Extract to read:
■ ■ ■ ■ ■ ■ ■
At 12PM ET today, Jim Bridenstine officially stepped down from his role as NASA administrator. During his time at the agency, the former Oklahoma congressman and Naval aviator used his political chops to drum up bipartisan support for the Trump administration’s Artemis program, the agency’s cornerstone initiative to land humans on the Moon by 2024 — a deadline widely viewed as nearly impossible to meet.
In anticipation of President Joe Biden taking office and the Senate transitioning to Democratic control, Bridenstine, a Republican, spent his final days as administrator making one last push for the Artemis program, a parting bid to insulate the program from potential cancellation. Last week, he met with top Democrats including Sen. Patrick Leahy, who’s expected to become the second-highest-ranking official in the Senate once Biden takes office.
■ ■ ■ ■ ■ ■ ■
Information:

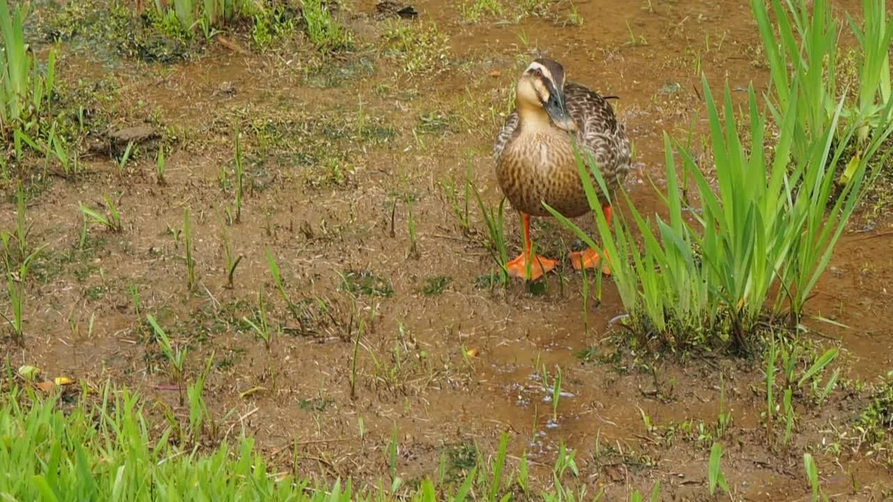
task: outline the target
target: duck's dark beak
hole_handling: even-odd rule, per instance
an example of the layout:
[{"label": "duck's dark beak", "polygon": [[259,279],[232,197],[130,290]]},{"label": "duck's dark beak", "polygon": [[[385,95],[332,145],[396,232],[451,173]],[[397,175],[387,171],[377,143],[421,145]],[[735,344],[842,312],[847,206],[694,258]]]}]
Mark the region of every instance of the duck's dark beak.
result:
[{"label": "duck's dark beak", "polygon": [[568,132],[577,132],[577,123],[571,118],[567,105],[564,103],[564,91],[555,88],[548,80],[546,86],[549,90],[549,98],[543,104],[543,108],[549,114],[549,118],[559,128]]}]

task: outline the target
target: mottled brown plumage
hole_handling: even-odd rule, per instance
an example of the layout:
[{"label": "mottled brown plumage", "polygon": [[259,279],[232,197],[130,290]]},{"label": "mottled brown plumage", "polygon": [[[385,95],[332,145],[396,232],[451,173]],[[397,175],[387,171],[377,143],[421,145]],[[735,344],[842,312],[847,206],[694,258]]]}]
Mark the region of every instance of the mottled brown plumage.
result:
[{"label": "mottled brown plumage", "polygon": [[[563,70],[557,63],[537,62],[551,70],[556,87],[563,83]],[[563,90],[567,111],[579,128],[574,135],[578,147],[581,154],[588,150],[593,155],[613,193],[630,172],[625,128],[617,121],[611,105],[596,92],[573,82],[564,84]],[[547,127],[538,123],[528,127],[525,122],[522,113],[514,110],[493,150],[497,178],[512,206],[534,216],[550,215],[542,202],[569,218],[588,213],[568,132],[551,121]]]},{"label": "mottled brown plumage", "polygon": [[[582,85],[565,83],[564,69],[551,59],[537,59],[524,70],[515,104],[493,148],[499,187],[523,216],[524,250],[505,267],[513,276],[536,280],[557,262],[532,255],[530,215],[551,215],[544,202],[568,218],[591,210],[574,144],[581,158],[586,160],[587,154],[595,158],[613,197],[630,172],[630,140],[608,102]],[[610,226],[611,205],[598,188],[597,193]],[[610,273],[603,256],[596,249],[575,251],[571,262],[577,269],[601,264],[602,272]]]}]

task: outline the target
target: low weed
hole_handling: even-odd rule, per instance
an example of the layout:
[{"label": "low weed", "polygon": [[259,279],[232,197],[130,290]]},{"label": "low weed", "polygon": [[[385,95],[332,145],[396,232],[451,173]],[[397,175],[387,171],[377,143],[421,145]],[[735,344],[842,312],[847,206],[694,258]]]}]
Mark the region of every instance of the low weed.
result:
[{"label": "low weed", "polygon": [[394,295],[390,280],[369,271],[346,271],[338,275],[341,277],[341,289],[352,295],[385,297]]},{"label": "low weed", "polygon": [[449,38],[434,21],[406,24],[389,21],[382,33],[382,53],[396,60],[401,71],[420,76],[438,73],[449,63]]},{"label": "low weed", "polygon": [[710,495],[716,493],[716,487],[720,487],[726,493],[729,491],[729,483],[726,481],[725,474],[722,473],[722,445],[714,443],[710,449],[710,465],[707,471],[707,481],[710,487]]},{"label": "low weed", "polygon": [[177,389],[179,391],[179,406],[182,406],[184,402],[183,389],[186,382],[186,373],[184,371],[186,369],[186,357],[189,354],[189,349],[178,345],[175,351],[173,346],[171,345],[171,339],[168,338],[164,330],[155,322],[155,318],[150,314],[146,316],[146,319],[149,322],[152,329],[154,330],[158,344],[162,347],[164,357],[167,358],[171,376],[177,381]]},{"label": "low weed", "polygon": [[263,346],[270,350],[270,342],[271,339],[271,332],[270,329],[270,322],[267,321],[267,304],[263,299],[263,284],[261,284],[261,289],[257,291],[257,322],[255,322],[247,317],[242,317],[242,321],[248,323],[251,329],[254,330],[255,335],[263,342]]},{"label": "low weed", "polygon": [[[507,286],[509,283],[509,274],[508,274],[508,248],[505,245],[505,197],[503,197],[499,201],[499,206],[497,210],[491,207],[485,207],[484,202],[480,199],[480,194],[474,190],[474,196],[478,199],[478,207],[480,209],[480,214],[484,218],[484,222],[487,224],[487,230],[489,235],[489,240],[488,241],[488,250],[490,252],[490,256],[496,264],[497,270],[499,271],[499,281],[503,286]],[[532,252],[531,252],[532,255]],[[491,282],[492,284],[492,282]]]},{"label": "low weed", "polygon": [[501,16],[503,4],[499,0],[466,0],[459,5],[459,13],[466,22],[480,22],[484,18]]},{"label": "low weed", "polygon": [[354,47],[354,34],[335,17],[330,5],[322,0],[305,0],[301,12],[307,38],[323,53],[349,50]]},{"label": "low weed", "polygon": [[88,223],[98,224],[113,232],[121,233],[124,230],[121,222],[121,213],[108,196],[104,196],[104,199],[108,216],[104,216],[98,211],[90,209],[80,202],[78,203],[78,206],[80,207],[80,213],[84,218],[84,227],[86,228]]}]

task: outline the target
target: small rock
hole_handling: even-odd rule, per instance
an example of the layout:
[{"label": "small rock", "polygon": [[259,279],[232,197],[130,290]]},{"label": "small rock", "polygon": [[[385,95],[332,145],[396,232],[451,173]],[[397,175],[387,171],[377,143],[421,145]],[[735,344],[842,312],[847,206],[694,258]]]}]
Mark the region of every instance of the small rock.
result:
[{"label": "small rock", "polygon": [[217,88],[211,93],[214,97],[232,97],[236,96],[236,86],[232,82],[221,82]]},{"label": "small rock", "polygon": [[120,129],[114,132],[108,133],[107,136],[109,139],[109,155],[112,157],[121,156],[127,149],[127,146],[131,142],[134,145],[141,145],[160,138],[155,129],[149,125]]},{"label": "small rock", "polygon": [[378,11],[379,14],[382,17],[398,16],[403,19],[414,19],[419,15],[415,7],[405,4],[400,4],[396,0],[381,0],[375,4],[375,10]]}]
■ ■ ■ ■ ■ ■ ■
Tasks to perform:
A - Answer these questions from the passage on Jim Bridenstine's departure from NASA, each on its own line:
(i) At what time did Bridenstine officially step down as NASA administrator?
(ii) By what year does the Artemis program aim to land humans on the Moon?
(iii) Which senator is named among the top Democrats Bridenstine met last week?
B - Render this sentence from the passage on Jim Bridenstine's departure from NASA in French: "Last week, he met with top Democrats including Sen. Patrick Leahy, who’s expected to become the second-highest-ranking official in the Senate once Biden takes office."
C - Reproduce the stretch of the passage on Jim Bridenstine's departure from NASA from "At 12PM ET today, Jim" through "impossible to meet.", substituting "Navy pilot" for "Naval aviator".

Problem solutions:
A -
(i) 12PM ET
(ii) 2024
(iii) Sen. Patrick Leahy

B - La semaine dernière, il a rencontré des dirigeants démocrates de premier plan, dont le sénateur Patrick Leahy, qui devrait devenir le deuxième plus haut responsable du Sénat une fois que Biden aura pris ses fonctions.

C -
At 12PM ET today, Jim Bridenstine officially stepped down from his role as NASA administrator. During his time at the agency, the former Oklahoma congressman and Navy pilot used his political chops to drum up bipartisan support for the Trump administration’s Artemis program, the agency’s cornerstone initiative to land humans on the Moon by 2024 — a deadline widely viewed as nearly impossible to meet.